How do I force two arrays to be equal for use in pyplot?

I'm trying to plot a simple moving averages function but the resulting array is a few numbers short of the full sample size. How do I plot such a line alongside a more standard line that extends for the full sample size? The code below results in this error message:
ValueError: x and y must have same first dimension, but have shapes (96,) and (100,)
This is using standard matplotlib.pyplot. I've tried just deleting X values using remove and del as well as switching all arrays to numpy arrays (since that's the output format of my moving averages function) then tried adding an if condition to the append in the while loop but neither has worked.
import random
import matplotlib
import matplotlib.pyplot as plt
import numpy as np
def movingaverage(values, window):
weights = np.repeat(1.0, window) / window
smas = np.convolve(values, weights, 'valid')
return smas
sampleSize = 100
min = -10
max = 10
window = 5
vX = np.array([])
vY = np.array([])
x = 0
val = 0
while x < sampleSize:
val += (random.randint(min, max))
vY = np.append(vY, val)
vX = np.append(vX, x)
x += 1
plt.plot(vX, vY)
plt.plot(vX, movingaverage(vY, window))
plt.show()
Expected results would be two lines on the same graph - one a simple moving average of the other.
Just change this line to the following:
smas = np.convolve(values, weights,'same')
The 'valid' option, only convolves if the window completely covers the values array. What you want is 'same', which does what you are looking for.
Edit: This, however, also comes with its own issues as it acts like there are extra bits of data with value 0 when your window does not fully sit on top of the data. This can be ignored if chosen, as is done in this solution, but another approach is to pad the array with specific values of your choosing instead (see Mike Sperry's answer).
Here is how you would pad a numpy array out to the desired length with 'nan's (replace 'nan' with other values, or replace 'constant' with another mode depending on desired results)
https://docs.scipy.org/doc/numpy/reference/generated/numpy.pad.html
import numpy as np
bob = np.asarray([1,2,3])
alice = np.pad(bob,(0,100-len(bob)),'constant',constant_values=('nan','nan'))
So in your code it would look something like this:
import random
import matplotlib
import matplotlib.pyplot as plt
import numpy as np
def movingaverage(values,window):
weights = np.repeat(1.0,window)/window
smas = np.convolve(values,weights,'valid')

• Records supplied:
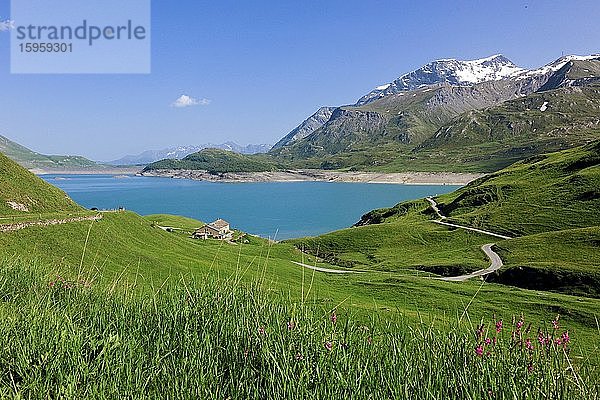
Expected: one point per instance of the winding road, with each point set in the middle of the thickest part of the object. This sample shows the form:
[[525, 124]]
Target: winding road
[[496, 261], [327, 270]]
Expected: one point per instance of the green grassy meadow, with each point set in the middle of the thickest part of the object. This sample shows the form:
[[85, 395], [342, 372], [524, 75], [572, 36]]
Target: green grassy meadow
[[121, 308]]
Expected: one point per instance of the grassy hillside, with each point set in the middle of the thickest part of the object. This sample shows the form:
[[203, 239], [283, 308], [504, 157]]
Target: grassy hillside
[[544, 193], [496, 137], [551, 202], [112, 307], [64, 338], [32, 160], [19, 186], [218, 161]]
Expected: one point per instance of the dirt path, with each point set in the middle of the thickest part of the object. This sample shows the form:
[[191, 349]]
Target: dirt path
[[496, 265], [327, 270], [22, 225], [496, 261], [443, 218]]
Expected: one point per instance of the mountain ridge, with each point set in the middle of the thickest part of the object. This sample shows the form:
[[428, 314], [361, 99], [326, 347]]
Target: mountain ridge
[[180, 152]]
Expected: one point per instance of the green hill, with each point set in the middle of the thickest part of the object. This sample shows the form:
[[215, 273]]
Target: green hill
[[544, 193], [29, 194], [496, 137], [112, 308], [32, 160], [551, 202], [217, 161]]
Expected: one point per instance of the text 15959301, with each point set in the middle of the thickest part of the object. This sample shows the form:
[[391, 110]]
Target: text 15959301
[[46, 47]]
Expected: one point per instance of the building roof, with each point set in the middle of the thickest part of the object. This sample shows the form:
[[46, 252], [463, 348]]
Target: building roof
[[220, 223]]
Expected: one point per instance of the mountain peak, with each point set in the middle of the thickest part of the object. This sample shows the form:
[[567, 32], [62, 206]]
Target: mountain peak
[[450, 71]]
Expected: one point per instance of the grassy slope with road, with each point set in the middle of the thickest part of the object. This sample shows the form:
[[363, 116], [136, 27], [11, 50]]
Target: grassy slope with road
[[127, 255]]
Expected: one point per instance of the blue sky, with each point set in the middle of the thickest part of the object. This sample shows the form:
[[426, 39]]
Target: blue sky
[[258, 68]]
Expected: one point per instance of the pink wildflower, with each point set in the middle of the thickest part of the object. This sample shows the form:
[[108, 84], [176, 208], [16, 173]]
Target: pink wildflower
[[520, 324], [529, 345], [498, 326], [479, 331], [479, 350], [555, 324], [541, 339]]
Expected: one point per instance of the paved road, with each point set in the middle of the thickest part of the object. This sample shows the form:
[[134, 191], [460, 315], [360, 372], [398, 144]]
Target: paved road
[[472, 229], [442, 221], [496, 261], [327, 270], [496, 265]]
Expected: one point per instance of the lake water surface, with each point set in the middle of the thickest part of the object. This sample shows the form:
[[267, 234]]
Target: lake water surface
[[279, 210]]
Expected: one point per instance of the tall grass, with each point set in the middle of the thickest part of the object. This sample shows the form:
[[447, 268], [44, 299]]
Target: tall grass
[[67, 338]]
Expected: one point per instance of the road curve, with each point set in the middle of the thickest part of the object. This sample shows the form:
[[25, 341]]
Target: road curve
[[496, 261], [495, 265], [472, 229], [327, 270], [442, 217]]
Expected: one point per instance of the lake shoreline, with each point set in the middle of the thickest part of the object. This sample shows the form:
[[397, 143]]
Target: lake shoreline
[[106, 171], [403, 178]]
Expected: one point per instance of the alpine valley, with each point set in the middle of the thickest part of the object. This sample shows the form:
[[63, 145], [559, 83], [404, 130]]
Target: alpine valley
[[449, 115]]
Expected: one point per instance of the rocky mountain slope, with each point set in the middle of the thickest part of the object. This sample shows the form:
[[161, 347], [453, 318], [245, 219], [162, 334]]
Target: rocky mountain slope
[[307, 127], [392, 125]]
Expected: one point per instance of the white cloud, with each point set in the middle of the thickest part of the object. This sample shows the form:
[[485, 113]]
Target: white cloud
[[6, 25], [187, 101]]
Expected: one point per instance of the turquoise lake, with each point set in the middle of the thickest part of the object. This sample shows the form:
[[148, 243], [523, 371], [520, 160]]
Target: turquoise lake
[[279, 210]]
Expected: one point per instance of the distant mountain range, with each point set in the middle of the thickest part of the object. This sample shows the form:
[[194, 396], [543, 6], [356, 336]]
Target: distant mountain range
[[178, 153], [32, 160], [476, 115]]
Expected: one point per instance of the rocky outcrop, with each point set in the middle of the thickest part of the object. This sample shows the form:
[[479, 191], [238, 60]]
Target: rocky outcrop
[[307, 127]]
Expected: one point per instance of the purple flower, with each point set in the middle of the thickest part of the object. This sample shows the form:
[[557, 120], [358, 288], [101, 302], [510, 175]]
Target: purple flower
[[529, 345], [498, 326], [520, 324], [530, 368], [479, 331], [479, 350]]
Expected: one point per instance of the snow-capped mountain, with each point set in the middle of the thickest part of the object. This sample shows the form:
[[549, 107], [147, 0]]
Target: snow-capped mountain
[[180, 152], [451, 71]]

• Task requirements:
1) Write out the stretch of the moving-average thread from "I'm trying to" through "neither has worked.".
2) Answer these short questions from the moving-average thread:
(a) What two shapes does the error message report?
(b) Which mode does the reply recommend passing to np.convolve in place of 'valid'?
(c) With what value does the padding example fill the array?

• Expected answers:
1)
I'm trying to plot a simple moving averages function but the resulting array is a few numbers short of the full sample size. How do I plot such a line alongside a more standard line that extends for the full sample size? The code below results in this error message:
ValueError: x and y must have same first dimension, but have shapes (96,) and (100,)
This is using standard matplotlib.pyplot. I've tried just deleting X values using remove and del as well as switching all arrays to numpy arrays (since that's the output format of my moving averages function) then tried adding an if condition to the append in the while loop but neither has worked.

2)
(a) (96,) and (100,)
(b) 'same'
(c) 'nan'